* [REQUIRED TASKS]
1 > According to the piece on Dublin's African American cemeteries, from whom did the City of Dublin buy the North Decatur Street tract in 1895?
2 > Extend the piece on Dublin's African American cemeteries from its final sentence.

Presented by the Laurens County Historical Society, Dublin, Georgia. For questions and information, please contact Scott B. Thompson, Sr. at

Saturday, October 31, 2015



This a place where for nearly a half of a century these forgotten souls were lost.  Left to spend eternity alone, these banished people  have rested in peaceful obscurity in a broom straw field, secluded behind a water treatment plant, on the ridge of the swamp of Hunger and Hardship Creek. This weekend, the people of the City of Dublin will come together to recognize these nearly fifteen hundred departed persons and welcome them to their new and improved eternal resting place, which folks around here have been calling “’Cross The Creek” for more than a century now.

In the latter quarter of the 19th Century, few African Americans lived within the city limits of Dublin.  Most lived out in the county.  It wasn’t until 1895 when the City of Dublin purchased a tract of land on North Decatur Street from Mary Wolfe for a cemetery for African American residents in the neighborhood they still call Scottsville.

Within a decade, the Scottsville Cemetery, located across the street from the Second African Baptist Church, was deemed as too full to continue burials.    The city council agreed and began to seek out a new location for a cemetery.

(Stored data entries)
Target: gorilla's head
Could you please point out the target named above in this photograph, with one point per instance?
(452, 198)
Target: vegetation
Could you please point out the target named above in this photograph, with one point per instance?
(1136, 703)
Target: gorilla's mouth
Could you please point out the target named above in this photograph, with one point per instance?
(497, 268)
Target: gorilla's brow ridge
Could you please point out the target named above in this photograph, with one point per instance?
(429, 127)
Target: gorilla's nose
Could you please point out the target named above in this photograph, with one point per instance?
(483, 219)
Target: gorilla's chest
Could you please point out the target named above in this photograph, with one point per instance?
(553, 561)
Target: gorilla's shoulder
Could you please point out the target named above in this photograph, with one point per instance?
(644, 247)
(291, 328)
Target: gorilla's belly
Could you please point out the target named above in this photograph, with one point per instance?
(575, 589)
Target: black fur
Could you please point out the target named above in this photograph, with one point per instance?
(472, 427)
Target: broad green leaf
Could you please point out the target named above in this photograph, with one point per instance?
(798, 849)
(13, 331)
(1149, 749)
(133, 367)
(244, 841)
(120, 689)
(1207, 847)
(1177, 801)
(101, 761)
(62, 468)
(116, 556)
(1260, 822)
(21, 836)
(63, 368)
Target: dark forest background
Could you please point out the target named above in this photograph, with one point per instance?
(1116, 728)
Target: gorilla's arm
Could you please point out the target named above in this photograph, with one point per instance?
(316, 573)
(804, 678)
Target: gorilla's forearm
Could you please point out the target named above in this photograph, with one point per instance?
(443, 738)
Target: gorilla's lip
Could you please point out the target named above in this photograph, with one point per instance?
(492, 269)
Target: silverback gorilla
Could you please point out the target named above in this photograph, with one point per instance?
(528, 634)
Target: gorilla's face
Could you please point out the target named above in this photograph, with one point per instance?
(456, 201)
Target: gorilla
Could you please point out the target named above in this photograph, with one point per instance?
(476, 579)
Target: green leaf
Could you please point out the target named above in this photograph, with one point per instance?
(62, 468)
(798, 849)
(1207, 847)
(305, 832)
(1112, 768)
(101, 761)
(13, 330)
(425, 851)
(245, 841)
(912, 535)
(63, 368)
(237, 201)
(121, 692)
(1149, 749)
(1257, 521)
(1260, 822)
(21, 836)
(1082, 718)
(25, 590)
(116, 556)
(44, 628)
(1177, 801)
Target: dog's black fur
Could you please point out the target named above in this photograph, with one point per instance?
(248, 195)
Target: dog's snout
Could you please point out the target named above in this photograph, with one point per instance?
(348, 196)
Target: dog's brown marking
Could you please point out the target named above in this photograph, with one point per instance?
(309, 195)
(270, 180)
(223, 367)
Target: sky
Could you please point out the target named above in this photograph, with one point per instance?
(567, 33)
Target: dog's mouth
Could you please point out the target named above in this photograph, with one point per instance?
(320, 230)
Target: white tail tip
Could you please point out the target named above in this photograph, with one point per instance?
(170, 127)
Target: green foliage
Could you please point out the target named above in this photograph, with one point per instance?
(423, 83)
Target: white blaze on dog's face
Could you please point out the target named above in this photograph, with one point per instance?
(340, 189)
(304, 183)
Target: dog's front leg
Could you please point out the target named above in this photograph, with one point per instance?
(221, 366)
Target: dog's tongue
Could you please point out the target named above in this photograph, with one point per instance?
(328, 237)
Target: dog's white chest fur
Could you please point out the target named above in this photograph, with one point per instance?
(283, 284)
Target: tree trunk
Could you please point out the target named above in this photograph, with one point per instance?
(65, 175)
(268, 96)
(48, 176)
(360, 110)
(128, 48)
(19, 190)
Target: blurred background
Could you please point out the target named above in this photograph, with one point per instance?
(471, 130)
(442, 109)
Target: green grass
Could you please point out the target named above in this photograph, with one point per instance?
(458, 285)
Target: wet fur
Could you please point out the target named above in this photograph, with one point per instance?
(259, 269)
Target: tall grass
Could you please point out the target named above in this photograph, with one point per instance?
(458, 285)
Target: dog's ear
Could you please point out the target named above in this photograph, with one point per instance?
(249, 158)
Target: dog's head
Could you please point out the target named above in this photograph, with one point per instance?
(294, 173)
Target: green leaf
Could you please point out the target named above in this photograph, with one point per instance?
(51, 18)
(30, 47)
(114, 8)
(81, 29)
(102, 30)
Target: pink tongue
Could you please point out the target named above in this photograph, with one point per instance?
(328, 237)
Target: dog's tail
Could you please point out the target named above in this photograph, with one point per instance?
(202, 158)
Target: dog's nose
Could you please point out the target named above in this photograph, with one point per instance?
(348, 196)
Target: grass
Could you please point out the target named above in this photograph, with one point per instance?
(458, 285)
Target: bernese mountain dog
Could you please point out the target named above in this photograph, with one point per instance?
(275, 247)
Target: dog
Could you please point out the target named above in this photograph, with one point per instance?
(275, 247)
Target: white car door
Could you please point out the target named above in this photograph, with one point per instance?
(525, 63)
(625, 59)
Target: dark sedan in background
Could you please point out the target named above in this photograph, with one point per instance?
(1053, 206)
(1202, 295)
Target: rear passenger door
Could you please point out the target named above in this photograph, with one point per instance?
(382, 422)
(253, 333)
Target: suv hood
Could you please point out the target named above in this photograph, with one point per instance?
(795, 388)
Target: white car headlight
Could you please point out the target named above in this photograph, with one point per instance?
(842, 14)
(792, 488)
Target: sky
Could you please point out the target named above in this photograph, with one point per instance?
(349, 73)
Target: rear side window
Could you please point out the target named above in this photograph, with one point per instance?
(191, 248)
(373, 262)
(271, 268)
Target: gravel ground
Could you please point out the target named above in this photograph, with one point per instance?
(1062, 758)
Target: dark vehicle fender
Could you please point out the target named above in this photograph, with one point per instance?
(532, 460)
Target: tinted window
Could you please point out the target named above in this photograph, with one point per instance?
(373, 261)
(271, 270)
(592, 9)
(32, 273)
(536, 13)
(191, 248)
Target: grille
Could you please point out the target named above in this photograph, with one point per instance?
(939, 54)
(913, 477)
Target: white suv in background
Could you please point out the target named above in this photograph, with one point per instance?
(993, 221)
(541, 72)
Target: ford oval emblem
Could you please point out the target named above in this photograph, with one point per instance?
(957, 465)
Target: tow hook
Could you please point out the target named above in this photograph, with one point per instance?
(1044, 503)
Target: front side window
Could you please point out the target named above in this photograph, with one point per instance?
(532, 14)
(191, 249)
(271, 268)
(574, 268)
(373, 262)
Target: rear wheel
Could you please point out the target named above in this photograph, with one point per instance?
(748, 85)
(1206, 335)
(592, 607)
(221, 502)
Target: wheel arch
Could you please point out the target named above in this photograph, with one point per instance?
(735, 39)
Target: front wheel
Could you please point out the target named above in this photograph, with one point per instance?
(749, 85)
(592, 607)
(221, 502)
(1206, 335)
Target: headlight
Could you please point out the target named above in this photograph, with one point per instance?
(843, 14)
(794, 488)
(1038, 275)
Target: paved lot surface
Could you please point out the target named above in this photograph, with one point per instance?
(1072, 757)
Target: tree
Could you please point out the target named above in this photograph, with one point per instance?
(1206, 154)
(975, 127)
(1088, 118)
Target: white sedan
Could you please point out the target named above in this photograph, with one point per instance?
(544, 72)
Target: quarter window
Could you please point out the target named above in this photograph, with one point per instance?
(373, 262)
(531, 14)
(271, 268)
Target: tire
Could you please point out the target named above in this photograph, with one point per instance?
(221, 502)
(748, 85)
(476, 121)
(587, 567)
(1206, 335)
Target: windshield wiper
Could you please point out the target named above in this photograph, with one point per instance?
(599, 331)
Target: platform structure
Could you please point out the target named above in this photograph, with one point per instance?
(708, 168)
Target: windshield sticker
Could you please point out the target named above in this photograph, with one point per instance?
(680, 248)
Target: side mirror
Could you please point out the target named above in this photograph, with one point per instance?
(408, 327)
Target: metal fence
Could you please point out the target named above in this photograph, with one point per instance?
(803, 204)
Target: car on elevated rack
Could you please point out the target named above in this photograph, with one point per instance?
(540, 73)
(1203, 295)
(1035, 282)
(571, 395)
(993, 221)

* [RESULTS IN ORDER]
1 > Mary Wolfe.

2 >
Some strong resistance came from the citizens of the area north and west of the Scottsville neighborhood, proclaiming that if you (the city and its black residents) want a cemetery in this area, you are going to have to go across the creek.  The name stuck.  It is still with us today.

The City of Dublin, in 1906,   bought a tract from T.B. Hudson, some twenty-one acres, for the sum of $ 1576.00, a price slightly higher than the city had paid for Northview Cemetery some three years earlier.

By the end of 1906, the council required that all persons wishing to have loved ones buried in the cemetery obtain a permit from the city first.

Every five to ten years, there would be cries for help to clean up the unsightly and overgrown conditions.  Broken tombstones, collapsed slabs and vanished markers made any type of identification of those persons buried here virtually impossible.

Historian and former Laurens County Historical Society President Allen Thomas was among the first to bring the plight of the abandoned cemetery to light.  Thomas, looking at the overgrown six-acre site in 1994, observed the number of marked graves and estimated that 300 to 400 graves were located on the grounds.

 The cemetery itself may have never been saved without the efforts of Jimmy Sawyer, a city superintendent, who began working voluntarily there as a teenager  in the 1960s.  Sawyer cleared a virtual jungle of trees, briars and brambles to keep the area in a maintainable condition.  

Then came  the late Vernon Alligood, a member of the Laurens County Historical Society’s Cemetery Committee, who was the first to compile a list of the marked graves here.  With many of the marked graves having no readable inscription or no inscription at all, Alligood’s list was far from complete.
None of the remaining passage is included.